In oil boom years, increases in Nigeria’s GDP are almost entirely a function of increases in government expenditure as a result of income from oil. When increases in government expenditure diminish, real economic growth likewise diminishes. This indicates that growth in the non-oil sector is dismal even in oil boom years. But it is the GDP excluding oil production which best measures the productivity of Nigerians. While the oil sector grew between 2011 and 2012 by about 8%, according to the African Economic Digest, the non-oil sector had a negative growth of -0.35%. This has been the longstanding tendency. For this reason, Sayre Schatz maintained several years ago that, thanks to oil, Nigeria made a transition from an economy of “nurtured capitalism” to that of “pirate capitalism.”
Squandering of riches
Nigeria’s economic growth response to the oil bonanza has been limited. There has been a high propensity to spend or transfer the country’s oil proceeds abroad, thereby limiting the magnitude of domestic demand generated by oil revenues. A considerable amount of Nigeria’s oil revenue has also been expended on wasteful prestige projects. The Festival of Black Arts and Culture (FESTAC) goes down in Nigerian history as a project whereby N1.5 billion was poured down the drain, just in order to announce to the world that Nigeria was a nouveau-riche country in the mid 1970’s, and to lay claim to being the world’s foremost black nation.
Correspondingly, the building of a new capital in Abuja has entailed considerable budget outlays, thereby providing major avenues for massive administrative graft and illicit profit-making by the contractor-class. Other white-elephant projects inspired by the oil-boom include uneconomic steel plants, as well as cost-inefficient river-basin development authorities. Many of these projects embarked upon even as far back as Nigeria’s procurement of the first Euro-dollar loans in the late 1970’s remain uncompleted as a result of corruption, economic mismanagement and bureaucratic inertia. And those productive investments which could have generated self-financing returns (such as in the agro-allied industries, petrochemicals and liquefied natural gas) tended to be ignored.

**TASKS TO PERFORM**
**1)** Reproduce the passage on Nigeria's oil economy word for word, in full.
**2)** From the rows below, quote everything from the line containing "Target: red circle border" down to the line containing "column 1013, row 144", with both of those lines included.

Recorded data
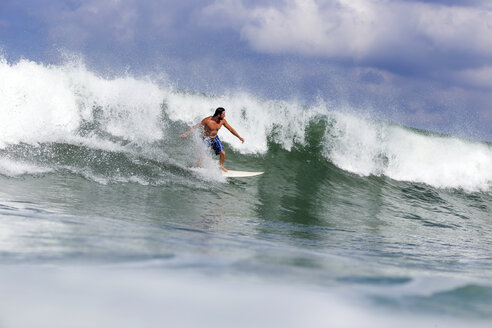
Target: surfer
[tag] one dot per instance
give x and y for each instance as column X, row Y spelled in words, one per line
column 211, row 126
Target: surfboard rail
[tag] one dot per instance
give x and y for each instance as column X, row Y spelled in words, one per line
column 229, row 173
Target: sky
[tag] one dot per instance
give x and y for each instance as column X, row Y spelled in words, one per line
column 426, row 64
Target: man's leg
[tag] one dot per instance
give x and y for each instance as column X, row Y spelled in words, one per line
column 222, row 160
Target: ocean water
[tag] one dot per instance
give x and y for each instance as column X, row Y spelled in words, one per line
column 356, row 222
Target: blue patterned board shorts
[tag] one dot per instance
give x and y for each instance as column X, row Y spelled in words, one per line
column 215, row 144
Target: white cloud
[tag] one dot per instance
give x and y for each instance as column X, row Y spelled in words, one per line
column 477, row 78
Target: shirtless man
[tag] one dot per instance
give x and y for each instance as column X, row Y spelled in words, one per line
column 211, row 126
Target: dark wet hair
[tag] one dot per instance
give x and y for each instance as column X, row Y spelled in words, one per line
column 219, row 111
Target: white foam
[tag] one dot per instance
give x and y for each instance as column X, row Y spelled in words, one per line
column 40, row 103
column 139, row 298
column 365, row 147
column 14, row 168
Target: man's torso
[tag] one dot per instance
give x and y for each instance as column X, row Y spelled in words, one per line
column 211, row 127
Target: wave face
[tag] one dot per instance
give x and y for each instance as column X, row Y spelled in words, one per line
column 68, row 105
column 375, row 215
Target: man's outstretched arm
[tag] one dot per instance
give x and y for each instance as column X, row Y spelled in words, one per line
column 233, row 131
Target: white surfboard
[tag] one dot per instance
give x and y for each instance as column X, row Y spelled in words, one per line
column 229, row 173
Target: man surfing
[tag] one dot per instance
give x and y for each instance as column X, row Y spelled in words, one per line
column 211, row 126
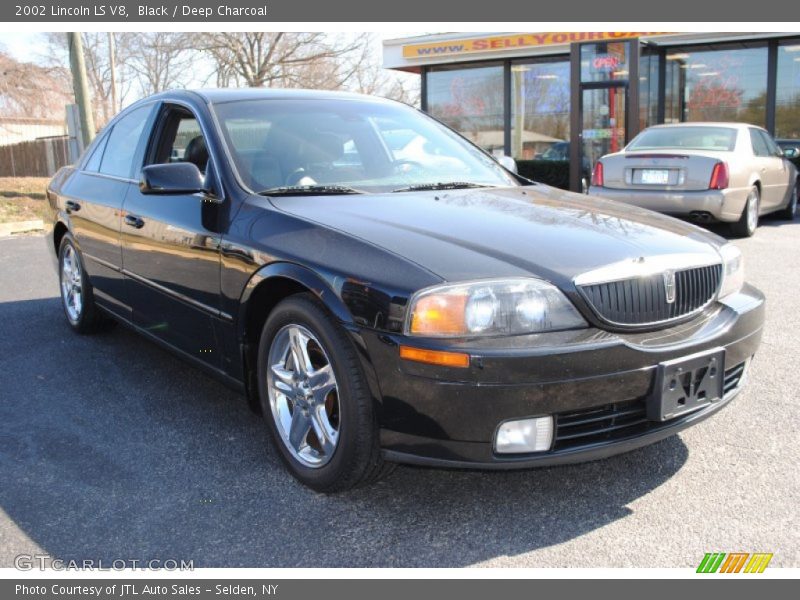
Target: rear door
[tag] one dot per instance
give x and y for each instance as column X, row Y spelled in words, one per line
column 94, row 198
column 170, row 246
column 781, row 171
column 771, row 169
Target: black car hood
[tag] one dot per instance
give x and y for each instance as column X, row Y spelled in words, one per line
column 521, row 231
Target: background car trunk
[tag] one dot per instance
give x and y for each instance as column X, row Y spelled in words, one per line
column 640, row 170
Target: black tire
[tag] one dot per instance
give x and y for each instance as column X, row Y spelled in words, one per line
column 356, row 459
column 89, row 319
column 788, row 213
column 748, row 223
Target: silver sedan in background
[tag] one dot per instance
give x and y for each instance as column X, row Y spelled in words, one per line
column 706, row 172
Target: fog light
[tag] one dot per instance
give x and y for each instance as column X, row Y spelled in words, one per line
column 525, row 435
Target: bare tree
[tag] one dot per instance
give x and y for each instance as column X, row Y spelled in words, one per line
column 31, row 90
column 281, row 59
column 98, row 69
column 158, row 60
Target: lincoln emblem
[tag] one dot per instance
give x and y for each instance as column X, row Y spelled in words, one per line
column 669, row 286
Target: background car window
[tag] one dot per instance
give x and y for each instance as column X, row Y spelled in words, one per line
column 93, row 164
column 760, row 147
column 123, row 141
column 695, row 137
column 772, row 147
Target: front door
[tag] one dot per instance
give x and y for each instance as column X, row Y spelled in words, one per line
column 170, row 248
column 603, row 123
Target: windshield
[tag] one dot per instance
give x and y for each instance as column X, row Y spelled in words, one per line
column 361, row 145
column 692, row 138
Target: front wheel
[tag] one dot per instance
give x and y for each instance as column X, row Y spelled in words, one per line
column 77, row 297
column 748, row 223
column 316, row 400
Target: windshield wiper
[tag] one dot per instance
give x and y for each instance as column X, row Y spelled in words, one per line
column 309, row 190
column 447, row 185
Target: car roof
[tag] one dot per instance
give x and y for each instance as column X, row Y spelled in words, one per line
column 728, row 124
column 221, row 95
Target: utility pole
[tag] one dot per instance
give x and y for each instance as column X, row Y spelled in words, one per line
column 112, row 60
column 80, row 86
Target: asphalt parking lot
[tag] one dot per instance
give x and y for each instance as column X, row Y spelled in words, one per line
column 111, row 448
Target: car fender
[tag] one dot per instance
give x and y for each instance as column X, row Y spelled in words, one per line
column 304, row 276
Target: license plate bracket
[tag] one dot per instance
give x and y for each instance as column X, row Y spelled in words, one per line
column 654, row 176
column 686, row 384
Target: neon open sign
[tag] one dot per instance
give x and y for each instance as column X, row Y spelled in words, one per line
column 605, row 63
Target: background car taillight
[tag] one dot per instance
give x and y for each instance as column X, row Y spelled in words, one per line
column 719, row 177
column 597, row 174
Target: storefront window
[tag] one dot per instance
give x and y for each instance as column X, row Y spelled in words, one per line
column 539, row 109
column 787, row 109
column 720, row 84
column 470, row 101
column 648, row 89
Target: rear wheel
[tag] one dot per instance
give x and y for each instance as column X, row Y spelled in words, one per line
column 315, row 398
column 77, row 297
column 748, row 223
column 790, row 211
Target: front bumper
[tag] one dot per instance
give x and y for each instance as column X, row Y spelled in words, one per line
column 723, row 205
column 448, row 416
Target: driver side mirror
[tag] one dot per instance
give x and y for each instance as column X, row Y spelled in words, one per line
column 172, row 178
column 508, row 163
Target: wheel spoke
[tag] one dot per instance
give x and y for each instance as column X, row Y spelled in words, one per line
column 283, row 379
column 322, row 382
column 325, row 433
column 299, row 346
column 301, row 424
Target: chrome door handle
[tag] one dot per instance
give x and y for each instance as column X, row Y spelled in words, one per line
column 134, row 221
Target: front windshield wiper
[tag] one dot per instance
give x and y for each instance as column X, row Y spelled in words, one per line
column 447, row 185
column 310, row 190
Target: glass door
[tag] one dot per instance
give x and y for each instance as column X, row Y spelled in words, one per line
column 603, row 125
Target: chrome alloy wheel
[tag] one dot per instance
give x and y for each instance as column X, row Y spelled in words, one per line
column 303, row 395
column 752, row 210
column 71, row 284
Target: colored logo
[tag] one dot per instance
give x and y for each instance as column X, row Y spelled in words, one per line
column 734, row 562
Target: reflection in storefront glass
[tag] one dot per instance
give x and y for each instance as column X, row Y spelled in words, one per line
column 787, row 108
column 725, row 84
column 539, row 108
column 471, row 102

==

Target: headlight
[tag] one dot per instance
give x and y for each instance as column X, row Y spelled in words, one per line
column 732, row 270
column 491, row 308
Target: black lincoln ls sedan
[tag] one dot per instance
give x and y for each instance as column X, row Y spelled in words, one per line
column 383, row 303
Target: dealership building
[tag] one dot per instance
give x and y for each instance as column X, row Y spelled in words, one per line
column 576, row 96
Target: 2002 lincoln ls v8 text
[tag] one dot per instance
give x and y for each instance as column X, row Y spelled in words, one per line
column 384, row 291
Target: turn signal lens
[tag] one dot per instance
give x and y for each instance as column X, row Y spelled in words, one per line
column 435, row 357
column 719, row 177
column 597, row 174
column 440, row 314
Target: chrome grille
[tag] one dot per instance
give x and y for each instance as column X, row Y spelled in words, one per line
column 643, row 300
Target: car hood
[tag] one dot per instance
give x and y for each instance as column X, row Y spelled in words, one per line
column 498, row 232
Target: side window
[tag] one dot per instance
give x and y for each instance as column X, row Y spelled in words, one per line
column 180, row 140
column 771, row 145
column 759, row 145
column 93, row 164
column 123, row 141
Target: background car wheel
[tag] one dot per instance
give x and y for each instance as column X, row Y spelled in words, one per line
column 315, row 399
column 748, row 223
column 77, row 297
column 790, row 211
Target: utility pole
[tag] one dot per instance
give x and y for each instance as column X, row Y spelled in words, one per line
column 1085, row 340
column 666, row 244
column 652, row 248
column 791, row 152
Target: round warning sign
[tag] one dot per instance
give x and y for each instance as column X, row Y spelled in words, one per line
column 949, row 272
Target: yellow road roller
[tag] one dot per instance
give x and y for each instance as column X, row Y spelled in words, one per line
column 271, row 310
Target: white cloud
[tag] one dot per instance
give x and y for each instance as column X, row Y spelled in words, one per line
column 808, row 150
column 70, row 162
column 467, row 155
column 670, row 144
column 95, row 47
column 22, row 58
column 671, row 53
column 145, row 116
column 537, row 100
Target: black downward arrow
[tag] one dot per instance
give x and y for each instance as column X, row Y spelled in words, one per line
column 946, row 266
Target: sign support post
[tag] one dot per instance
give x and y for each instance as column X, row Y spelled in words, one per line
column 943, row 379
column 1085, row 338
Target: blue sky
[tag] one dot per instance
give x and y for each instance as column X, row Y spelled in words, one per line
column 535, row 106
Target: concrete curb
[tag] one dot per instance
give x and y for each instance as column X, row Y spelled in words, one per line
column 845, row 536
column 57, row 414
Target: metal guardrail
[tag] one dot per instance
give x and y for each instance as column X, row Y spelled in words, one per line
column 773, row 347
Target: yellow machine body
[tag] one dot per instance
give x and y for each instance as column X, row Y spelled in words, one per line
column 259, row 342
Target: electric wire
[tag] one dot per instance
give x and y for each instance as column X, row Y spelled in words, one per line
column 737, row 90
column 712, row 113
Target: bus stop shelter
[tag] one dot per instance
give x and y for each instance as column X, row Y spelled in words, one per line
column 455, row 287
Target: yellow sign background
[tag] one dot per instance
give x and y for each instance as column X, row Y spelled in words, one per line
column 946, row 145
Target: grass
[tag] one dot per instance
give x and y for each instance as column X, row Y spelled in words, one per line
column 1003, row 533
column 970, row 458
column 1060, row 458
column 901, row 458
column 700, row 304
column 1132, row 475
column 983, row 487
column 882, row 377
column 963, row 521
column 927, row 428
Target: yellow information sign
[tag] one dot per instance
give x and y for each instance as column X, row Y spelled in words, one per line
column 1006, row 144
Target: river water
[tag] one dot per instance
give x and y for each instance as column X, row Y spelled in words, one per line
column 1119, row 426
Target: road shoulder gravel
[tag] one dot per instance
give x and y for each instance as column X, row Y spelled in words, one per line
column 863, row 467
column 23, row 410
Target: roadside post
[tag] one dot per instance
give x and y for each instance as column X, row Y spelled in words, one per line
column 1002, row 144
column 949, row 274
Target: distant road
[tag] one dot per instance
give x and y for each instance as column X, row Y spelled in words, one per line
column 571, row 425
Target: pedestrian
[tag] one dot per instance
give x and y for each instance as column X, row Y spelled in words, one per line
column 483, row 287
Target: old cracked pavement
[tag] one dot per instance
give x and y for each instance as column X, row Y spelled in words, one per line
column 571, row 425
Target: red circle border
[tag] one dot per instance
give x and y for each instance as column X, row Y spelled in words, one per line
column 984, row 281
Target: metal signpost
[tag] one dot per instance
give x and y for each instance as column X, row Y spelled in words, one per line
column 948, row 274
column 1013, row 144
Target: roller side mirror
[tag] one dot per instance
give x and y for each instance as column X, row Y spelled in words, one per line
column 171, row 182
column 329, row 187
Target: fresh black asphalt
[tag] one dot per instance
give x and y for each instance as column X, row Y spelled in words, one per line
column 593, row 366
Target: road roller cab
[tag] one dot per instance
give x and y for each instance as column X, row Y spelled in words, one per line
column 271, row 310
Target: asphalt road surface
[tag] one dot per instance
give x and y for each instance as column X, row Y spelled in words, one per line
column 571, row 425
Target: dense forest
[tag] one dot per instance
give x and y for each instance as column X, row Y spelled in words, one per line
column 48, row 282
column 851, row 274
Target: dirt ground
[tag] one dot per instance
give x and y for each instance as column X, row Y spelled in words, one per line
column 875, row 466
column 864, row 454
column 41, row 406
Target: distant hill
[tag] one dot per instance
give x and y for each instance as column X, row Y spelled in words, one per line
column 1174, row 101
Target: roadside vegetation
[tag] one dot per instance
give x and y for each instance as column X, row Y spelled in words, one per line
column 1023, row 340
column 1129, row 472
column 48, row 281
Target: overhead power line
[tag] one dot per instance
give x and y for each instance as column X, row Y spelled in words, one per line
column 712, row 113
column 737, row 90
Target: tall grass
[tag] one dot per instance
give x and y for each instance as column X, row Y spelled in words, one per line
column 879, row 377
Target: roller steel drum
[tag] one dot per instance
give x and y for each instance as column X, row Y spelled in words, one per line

**RESPONSES BY TASK**
**1)**
In oil boom years, increases in Nigeria’s GDP are almost entirely a function of increases in government expenditure as a result of income from oil. When increases in government expenditure diminish, real economic growth likewise diminishes. This indicates that growth in the non-oil sector is dismal even in oil boom years. But it is the GDP excluding oil production which best measures the productivity of Nigerians. While the oil sector grew between 2011 and 2012 by about 8%, according to the African Economic Digest, the non-oil sector had a negative growth of -0.35%. This has been the longstanding tendency. For this reason, Sayre Schatz maintained several years ago that, thanks to oil, Nigeria made a transition from an economy of “nurtured capitalism” to that of “pirate capitalism.”
Squandering of riches
Nigeria’s economic growth response to the oil bonanza has been limited. There has been a high propensity to spend or transfer the country’s oil proceeds abroad, thereby limiting the magnitude of domestic demand generated by oil revenues. A considerable amount of Nigeria’s oil revenue has also been expended on wasteful prestige projects. The Festival of Black Arts and Culture (FESTAC) goes down in Nigerian history as a project whereby N1.5 billion was poured down the drain, just in order to announce to the world that Nigeria was a nouveau-riche country in the mid 1970’s, and to lay claim to being the world’s foremost black nation.
Correspondingly, the building of a new capital in Abuja has entailed considerable budget outlays, thereby providing major avenues for massive administrative graft and illicit profit-making by the contractor-class. Other white-elephant projects inspired by the oil-boom include uneconomic steel plants, as well as cost-inefficient river-basin development authorities. Many of these projects embarked upon even as far back as Nigeria’s procurement of the first Euro-dollar loans in the late 1970’s remain uncompleted as a result of corruption, economic mismanagement and bureaucratic inertia. And those productive investments which could have generated self-financing returns (such as in the agro-allied industries, petrochemicals and liquefied natural gas) tended to be ignored.

**2)**
Target: red circle border
[tag] one dot per instance
give x and y for each instance as column X, row Y spelled in words, one per line
column 984, row 281
Target: metal signpost
[tag] one dot per instance
give x and y for each instance as column X, row Y spelled in words, one per line
column 948, row 274
column 1013, row 144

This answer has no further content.